▶ **Records for this task**:
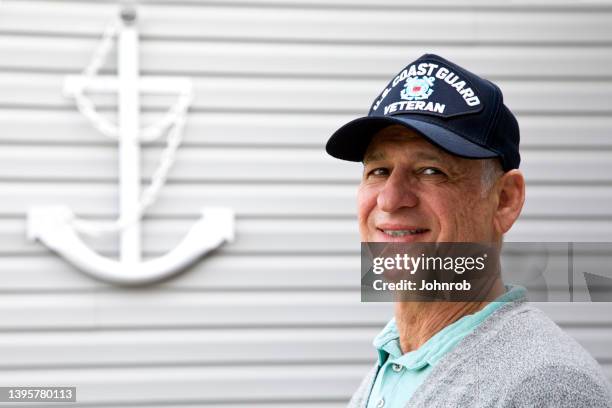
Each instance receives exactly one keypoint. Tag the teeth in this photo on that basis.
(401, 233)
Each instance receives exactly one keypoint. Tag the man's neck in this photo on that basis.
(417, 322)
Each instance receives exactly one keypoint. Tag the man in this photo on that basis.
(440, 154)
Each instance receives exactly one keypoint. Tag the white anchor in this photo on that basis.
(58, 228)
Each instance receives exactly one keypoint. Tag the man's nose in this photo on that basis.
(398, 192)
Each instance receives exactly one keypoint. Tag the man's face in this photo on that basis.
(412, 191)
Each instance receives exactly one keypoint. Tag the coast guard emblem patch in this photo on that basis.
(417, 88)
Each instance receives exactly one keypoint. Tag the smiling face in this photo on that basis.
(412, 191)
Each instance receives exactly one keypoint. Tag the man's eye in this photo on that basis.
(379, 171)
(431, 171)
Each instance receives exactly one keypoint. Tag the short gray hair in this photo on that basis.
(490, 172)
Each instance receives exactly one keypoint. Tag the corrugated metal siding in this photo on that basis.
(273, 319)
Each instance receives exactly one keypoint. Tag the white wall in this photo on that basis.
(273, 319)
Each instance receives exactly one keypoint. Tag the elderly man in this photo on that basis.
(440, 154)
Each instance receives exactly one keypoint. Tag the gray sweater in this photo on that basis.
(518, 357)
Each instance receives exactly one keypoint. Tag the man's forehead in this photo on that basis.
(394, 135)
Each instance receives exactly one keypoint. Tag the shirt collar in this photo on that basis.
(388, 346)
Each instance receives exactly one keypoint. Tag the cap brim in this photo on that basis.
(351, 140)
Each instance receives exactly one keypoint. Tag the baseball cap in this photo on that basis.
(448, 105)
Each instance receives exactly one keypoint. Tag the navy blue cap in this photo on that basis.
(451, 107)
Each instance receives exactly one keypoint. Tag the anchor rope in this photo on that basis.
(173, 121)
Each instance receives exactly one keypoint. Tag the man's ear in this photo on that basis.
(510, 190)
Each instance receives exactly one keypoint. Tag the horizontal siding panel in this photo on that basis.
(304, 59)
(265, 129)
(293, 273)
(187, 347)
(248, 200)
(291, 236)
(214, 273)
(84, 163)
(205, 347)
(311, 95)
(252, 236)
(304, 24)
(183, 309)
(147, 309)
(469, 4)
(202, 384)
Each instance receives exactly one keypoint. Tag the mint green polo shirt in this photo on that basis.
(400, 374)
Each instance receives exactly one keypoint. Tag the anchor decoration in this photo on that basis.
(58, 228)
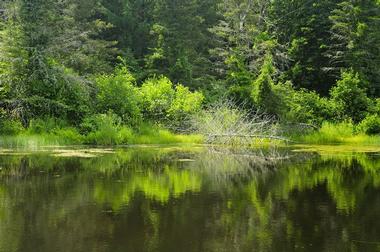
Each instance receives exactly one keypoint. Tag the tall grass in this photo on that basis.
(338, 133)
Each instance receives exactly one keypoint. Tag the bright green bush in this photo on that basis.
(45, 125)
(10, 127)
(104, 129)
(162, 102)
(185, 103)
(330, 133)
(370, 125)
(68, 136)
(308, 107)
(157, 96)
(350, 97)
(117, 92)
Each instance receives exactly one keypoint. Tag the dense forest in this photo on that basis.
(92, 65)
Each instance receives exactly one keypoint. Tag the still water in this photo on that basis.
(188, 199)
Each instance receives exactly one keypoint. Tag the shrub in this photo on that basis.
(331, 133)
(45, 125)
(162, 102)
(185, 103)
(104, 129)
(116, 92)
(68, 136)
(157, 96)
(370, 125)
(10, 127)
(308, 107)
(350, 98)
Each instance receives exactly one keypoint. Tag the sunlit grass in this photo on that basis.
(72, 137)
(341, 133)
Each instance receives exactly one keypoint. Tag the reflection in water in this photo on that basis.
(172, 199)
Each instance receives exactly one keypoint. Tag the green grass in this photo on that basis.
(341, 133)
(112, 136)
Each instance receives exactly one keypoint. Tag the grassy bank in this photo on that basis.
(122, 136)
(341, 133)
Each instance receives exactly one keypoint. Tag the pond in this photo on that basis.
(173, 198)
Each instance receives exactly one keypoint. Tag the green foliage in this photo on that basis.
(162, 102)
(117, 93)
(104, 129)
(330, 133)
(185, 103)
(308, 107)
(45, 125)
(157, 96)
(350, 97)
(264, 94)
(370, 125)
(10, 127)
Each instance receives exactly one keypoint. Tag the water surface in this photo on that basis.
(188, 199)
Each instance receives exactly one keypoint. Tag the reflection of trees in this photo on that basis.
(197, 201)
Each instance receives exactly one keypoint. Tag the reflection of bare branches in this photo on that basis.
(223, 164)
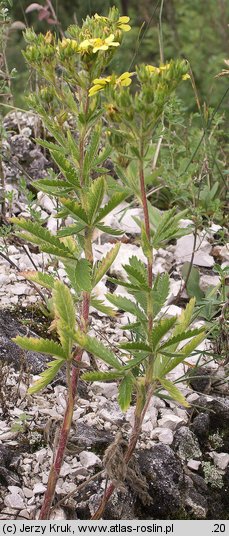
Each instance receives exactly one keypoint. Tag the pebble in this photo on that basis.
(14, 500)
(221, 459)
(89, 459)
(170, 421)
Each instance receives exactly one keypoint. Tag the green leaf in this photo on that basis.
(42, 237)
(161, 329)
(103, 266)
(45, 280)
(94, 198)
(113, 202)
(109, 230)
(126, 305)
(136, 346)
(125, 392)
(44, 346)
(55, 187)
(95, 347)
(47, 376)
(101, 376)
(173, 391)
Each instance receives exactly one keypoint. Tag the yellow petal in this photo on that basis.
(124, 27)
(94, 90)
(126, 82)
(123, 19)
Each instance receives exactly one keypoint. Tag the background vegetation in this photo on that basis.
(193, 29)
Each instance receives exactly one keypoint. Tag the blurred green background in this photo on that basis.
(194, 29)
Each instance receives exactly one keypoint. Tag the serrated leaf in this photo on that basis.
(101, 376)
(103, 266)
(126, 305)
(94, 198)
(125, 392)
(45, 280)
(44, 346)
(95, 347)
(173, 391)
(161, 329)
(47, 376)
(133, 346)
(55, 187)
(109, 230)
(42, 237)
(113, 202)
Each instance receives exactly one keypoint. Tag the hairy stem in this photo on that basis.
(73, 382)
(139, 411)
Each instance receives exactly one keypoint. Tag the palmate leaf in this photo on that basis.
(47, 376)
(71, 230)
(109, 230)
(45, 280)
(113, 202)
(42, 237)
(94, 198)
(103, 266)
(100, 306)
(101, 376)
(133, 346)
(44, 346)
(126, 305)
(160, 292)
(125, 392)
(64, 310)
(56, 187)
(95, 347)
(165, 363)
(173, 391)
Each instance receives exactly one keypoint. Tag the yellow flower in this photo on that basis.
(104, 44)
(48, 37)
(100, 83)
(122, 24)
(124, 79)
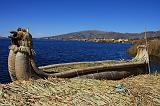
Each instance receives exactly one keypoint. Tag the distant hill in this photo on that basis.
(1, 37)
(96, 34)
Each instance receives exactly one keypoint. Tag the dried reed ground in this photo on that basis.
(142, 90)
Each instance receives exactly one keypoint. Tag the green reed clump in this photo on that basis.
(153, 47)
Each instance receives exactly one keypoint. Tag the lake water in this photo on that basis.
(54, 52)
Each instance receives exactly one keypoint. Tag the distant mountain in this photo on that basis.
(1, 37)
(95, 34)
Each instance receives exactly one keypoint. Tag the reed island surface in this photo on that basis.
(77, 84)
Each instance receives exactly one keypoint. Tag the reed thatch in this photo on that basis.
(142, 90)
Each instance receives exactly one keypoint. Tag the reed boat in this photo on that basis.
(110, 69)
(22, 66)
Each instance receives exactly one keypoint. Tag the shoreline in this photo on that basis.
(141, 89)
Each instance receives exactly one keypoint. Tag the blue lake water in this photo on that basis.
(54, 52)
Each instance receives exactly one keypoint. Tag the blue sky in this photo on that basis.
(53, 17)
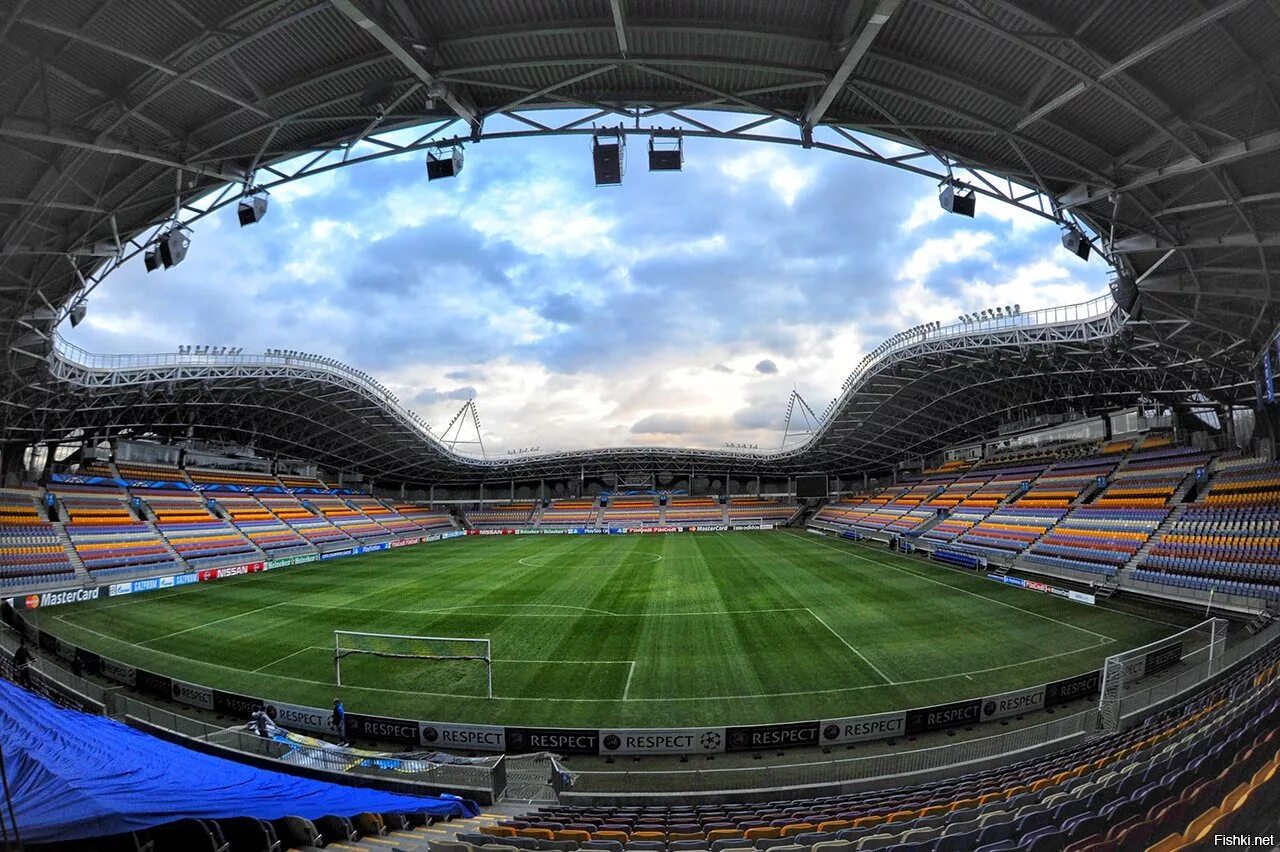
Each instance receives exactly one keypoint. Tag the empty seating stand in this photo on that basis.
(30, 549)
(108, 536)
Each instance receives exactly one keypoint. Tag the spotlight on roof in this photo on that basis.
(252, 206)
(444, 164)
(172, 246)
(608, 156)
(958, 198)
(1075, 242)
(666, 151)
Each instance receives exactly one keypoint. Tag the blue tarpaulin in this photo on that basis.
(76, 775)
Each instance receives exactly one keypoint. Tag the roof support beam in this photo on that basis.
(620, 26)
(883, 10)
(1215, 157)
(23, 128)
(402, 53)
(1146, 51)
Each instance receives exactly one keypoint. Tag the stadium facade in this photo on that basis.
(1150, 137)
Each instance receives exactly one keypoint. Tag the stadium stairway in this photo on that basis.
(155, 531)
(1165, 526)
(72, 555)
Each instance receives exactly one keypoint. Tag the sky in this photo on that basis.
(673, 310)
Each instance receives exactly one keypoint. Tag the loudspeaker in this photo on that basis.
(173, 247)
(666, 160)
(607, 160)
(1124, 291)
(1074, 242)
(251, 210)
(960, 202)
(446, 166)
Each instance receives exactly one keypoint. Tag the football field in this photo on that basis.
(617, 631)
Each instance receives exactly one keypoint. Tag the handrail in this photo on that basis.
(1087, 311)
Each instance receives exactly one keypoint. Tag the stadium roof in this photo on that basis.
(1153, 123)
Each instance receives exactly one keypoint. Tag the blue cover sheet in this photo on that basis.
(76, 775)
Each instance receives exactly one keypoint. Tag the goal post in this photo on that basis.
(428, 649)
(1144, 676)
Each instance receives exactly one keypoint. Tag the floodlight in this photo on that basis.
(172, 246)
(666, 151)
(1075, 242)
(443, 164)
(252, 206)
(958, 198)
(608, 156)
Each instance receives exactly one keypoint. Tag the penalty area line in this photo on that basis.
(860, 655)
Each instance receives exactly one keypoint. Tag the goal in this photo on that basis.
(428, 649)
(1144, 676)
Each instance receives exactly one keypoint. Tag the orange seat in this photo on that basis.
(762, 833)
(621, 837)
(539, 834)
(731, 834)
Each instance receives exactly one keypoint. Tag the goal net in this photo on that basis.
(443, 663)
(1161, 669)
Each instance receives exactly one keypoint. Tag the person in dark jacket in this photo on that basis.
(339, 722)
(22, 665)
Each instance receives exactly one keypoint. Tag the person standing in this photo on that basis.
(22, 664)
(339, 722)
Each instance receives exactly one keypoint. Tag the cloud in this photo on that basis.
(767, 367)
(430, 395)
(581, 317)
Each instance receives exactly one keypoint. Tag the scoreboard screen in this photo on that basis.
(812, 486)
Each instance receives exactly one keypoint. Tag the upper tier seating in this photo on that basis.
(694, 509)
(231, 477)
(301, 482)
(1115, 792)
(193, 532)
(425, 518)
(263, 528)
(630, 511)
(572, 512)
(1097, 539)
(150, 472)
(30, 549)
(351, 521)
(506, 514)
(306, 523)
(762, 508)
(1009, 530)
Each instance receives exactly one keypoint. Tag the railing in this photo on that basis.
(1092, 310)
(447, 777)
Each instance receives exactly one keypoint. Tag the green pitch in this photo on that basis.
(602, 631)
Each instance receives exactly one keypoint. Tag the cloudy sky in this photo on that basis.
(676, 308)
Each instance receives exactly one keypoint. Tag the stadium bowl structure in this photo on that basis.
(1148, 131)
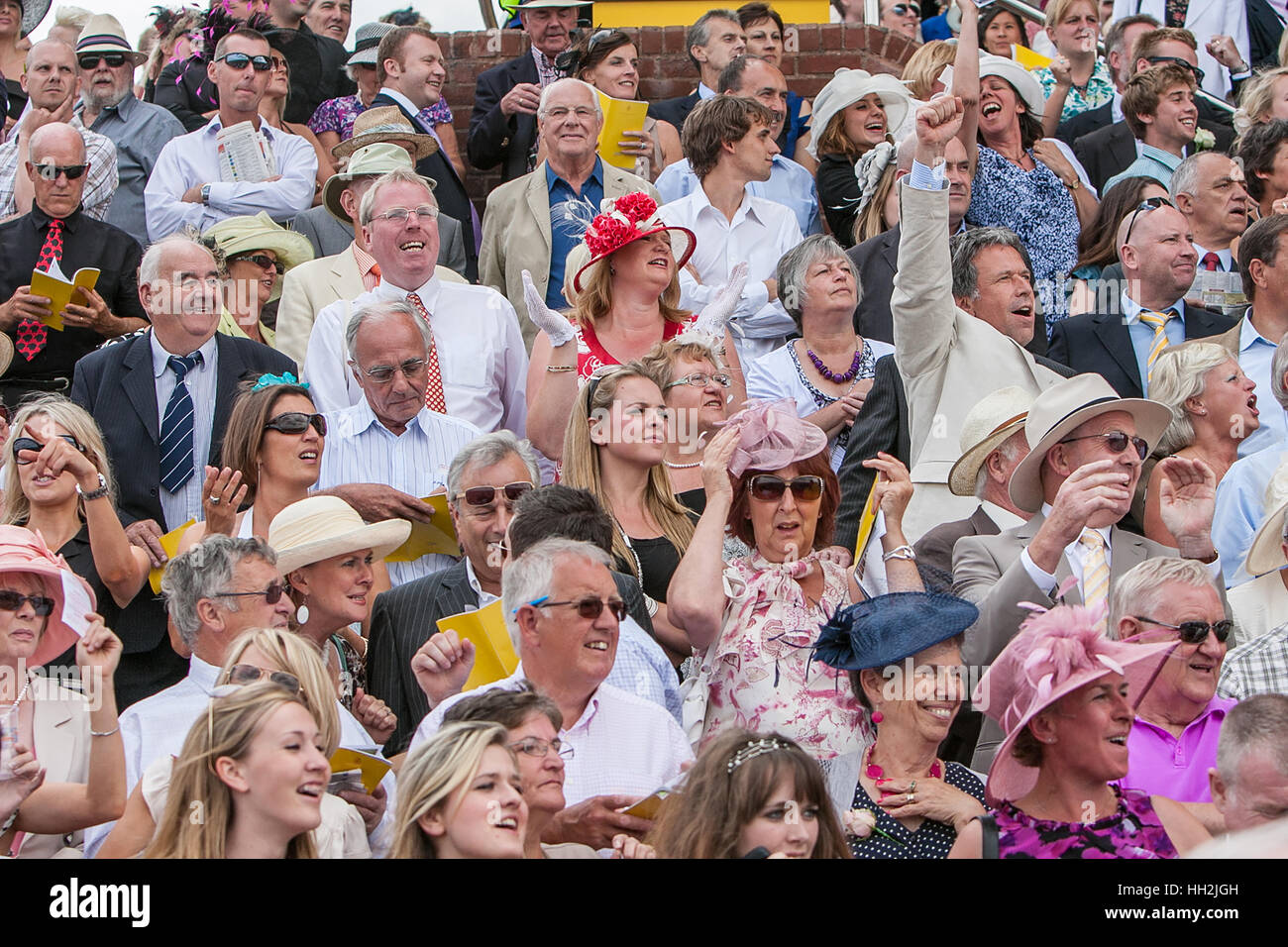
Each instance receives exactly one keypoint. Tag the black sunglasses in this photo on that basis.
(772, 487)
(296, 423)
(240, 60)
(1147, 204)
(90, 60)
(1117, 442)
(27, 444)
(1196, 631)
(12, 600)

▶ **Exercise description**:
Everything from the line containing "Each instance receives exactly one keypoint. Tag the black" to the last line of the data above must be set down exactly, both ends included, with no other lines.

▶ **Result below**:
Each instance receives exactly one keypoint. Tag the black sunglasses in this photo on that basis.
(772, 487)
(296, 423)
(240, 60)
(1147, 204)
(90, 60)
(1117, 442)
(27, 444)
(1196, 631)
(12, 600)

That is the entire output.